Task prompt: Copy all records verbatim.

>> BEGIN Supplied material

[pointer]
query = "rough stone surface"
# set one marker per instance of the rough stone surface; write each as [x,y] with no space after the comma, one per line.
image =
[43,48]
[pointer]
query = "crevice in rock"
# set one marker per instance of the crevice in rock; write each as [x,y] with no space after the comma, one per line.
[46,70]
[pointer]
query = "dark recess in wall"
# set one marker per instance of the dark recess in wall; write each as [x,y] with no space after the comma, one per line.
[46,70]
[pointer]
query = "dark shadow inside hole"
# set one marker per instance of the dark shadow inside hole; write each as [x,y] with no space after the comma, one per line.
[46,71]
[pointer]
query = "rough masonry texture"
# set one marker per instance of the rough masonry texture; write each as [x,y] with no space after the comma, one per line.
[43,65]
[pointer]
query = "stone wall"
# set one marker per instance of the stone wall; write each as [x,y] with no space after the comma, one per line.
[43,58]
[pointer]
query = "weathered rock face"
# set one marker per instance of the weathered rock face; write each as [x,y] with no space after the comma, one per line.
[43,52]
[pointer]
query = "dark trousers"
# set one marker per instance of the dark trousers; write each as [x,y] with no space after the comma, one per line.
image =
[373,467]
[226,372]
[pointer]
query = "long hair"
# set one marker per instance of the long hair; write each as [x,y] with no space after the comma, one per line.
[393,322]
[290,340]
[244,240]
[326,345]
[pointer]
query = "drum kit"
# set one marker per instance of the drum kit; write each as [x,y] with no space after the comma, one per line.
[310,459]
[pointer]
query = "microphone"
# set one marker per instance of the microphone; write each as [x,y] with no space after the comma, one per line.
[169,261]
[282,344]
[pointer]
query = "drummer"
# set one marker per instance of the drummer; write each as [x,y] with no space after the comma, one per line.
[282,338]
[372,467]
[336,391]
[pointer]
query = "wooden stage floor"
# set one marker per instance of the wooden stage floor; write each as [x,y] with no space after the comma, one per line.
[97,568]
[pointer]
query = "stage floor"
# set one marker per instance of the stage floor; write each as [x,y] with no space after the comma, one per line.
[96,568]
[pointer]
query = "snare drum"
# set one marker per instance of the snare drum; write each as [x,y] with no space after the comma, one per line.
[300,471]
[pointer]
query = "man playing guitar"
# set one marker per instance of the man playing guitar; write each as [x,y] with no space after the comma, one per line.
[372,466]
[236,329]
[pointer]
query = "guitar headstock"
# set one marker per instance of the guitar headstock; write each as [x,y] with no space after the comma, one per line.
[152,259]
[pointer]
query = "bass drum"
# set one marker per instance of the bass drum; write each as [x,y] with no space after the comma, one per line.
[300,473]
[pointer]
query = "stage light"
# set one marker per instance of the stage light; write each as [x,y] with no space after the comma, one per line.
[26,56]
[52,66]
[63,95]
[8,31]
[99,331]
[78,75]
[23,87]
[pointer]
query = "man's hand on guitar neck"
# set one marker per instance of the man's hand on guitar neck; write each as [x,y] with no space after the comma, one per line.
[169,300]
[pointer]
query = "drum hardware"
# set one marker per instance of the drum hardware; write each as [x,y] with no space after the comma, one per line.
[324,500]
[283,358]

>> END Supplied material

Output of the task:
[pointer]
query = "rough stone surface"
# set one marker per instance of the rough stone surface; write each as [x,y] with no space after the comma, one per line.
image =
[43,48]
[pointer]
query = "crevice in rock"
# set one marker per instance of the crevice in rock; write each as [x,y] with no space after the comma, one per line.
[46,70]
[pointer]
query = "dark recess in wall"
# set one marker per instance of the dark recess in wall; write each as [x,y] with no space after the comma, one per line.
[46,70]
[pointer]
query = "dark shadow inside hole"
# set one marker per instance of the dark shadow inside hole; write each as [x,y] with no space after the comma, one per line.
[46,71]
[pointer]
query = "rough masonry texture"
# set one marker per instance of the rough masonry texture; write each as [x,y] with no space after the comma, one per line.
[43,65]
[pointer]
query = "stone wall"
# set one marker per instance of the stone wall; write each as [x,y] with no space after the comma, one per line.
[43,58]
[pointer]
query = "weathered rock face"
# set one marker per instance of the weathered rock face; write each as [x,y] with no space after the comma, one per line.
[43,52]
[pointer]
query = "dark trousers"
# set one marker per instance of the dark trousers; write each as [x,y] with no space after the comma, one per line.
image =
[373,467]
[226,372]
[pointer]
query = "long hair"
# set one marker per instance of the long hair; write each as [x,y] with no space after the comma, one per line.
[393,322]
[290,340]
[244,240]
[326,345]
[pointer]
query = "drum kit"
# set one marker per instance of the drum kit; write each as [x,y] with no space after the comma, one per line.
[310,459]
[pointer]
query = "microphone"
# set one marker per instance of the microphone; write each as [x,y] with no space after the comma, one per line.
[169,261]
[282,344]
[pointer]
query = "drummer"
# set one marker per instance of the drummer; write each as [x,y] with no space after the comma, one per line.
[282,338]
[372,467]
[336,391]
[pointer]
query = "wooden stage floor"
# set one marker per instance of the wooden stage floor; write each as [x,y] with no space after the comma, one per line.
[97,568]
[pointer]
query = "stage floor"
# set one marker per instance of the stage floor; write each as [x,y] with no space after the comma, one per line.
[96,568]
[pointer]
query = "snare drum"
# set one marker per instance of the snare drum; write each as [x,y] with no space after the comma, one per line.
[300,471]
[pointer]
query = "man playing guitar"
# set one marker per instance of the man playing guitar; write each as [x,y] with no space after the comma, one per line.
[372,466]
[236,329]
[pointer]
query = "guitar headstock"
# set one marker per instance of the guitar headstock; write each as [x,y] with no space after the comma, one per line.
[152,259]
[pointer]
query = "bass drum"
# set one marker per instance of the bass drum; write each as [x,y] with no space after the comma, one per line.
[300,473]
[pointer]
query = "stage light"
# set one marker per instance of the stage light; write each as [x,y] with no space after the comma, one per line.
[26,56]
[52,66]
[63,95]
[8,31]
[99,331]
[78,75]
[23,87]
[pointer]
query = "man's hand on guitar neck"
# set one marker per instance of the man's hand on guitar neck; write each as [x,y] with no space after the comma, one per line.
[169,300]
[pointer]
query = "drum hardware"
# set one marker per instance of the drum hardware; write each as [x,y] with no space after the comma, one per line.
[324,500]
[283,358]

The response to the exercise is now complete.